(Problem statement):
Repeat the lines of the listing below exactly, starting at the line that contains "the deer eye" and running through the last line, both included, and only those.
------------------------
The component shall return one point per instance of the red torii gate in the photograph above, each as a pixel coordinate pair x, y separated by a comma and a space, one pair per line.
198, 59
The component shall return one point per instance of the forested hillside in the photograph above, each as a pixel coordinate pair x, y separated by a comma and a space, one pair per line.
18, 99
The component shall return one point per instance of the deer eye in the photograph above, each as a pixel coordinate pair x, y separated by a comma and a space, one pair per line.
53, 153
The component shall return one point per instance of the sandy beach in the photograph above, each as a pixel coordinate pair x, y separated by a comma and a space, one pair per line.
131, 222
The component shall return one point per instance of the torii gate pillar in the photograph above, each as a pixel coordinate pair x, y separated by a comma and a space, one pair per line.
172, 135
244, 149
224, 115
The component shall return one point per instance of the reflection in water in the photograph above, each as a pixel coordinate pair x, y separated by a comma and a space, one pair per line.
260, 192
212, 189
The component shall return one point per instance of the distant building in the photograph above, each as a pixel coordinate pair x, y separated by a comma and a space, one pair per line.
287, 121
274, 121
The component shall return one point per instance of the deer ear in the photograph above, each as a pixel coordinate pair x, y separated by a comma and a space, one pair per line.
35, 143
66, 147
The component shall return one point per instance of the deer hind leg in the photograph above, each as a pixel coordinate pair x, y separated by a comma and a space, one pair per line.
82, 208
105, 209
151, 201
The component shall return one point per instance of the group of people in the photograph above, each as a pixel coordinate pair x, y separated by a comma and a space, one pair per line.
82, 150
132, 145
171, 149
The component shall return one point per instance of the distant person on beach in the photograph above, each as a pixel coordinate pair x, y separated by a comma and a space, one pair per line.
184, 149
------------------------
(Written answer):
The component shall return one point per instance of the deer eye in the photograph above, each as a pixel coordinate pair x, y separated by a comma and a space, one pair per line.
53, 153
The component shall return one point per instance of the sandy beach in the photograph above, each as a pixel coordinate pair x, y separated by a comma and a space, one pair per line.
131, 222
The component shall return one point per instance of the torii gate pillar in the photograph above, each as a pixel coordinate pair x, y separated by a comma and a space, one pair per line.
172, 135
244, 149
224, 115
The component shall return one point per instance of the reflection in water in the photograph above, each as a pixel coordinate pair x, y separated by a comma and a space, one pair per line.
260, 192
212, 189
The component shall return one point per instance of the distant building in the photograph above, each as a pixel coordinate pair x, y separated by a comma and a space, one pair per line.
287, 121
274, 121
The component shall return one point per instance of the deer ear in the photograph above, each as a pixel coordinate pair x, y separated by a comma and a space, one pair per line.
35, 143
66, 147
The component shall return one point per instance of the deer hind leg in the photograph above, each as a pixel coordinate pair x, y separated by a comma and a space, one pair per line.
82, 208
105, 209
151, 201
The component shall return one point per instance of the group of people in the photograph above, each as a pixel coordinate pair x, y separated by a comma and a space, one pair per line.
82, 150
132, 145
171, 149
The component shall return one point per instance of the distant person on beach in the photograph above, each as a pixel coordinate pair x, y separated by a comma and a space, one pair per line.
184, 149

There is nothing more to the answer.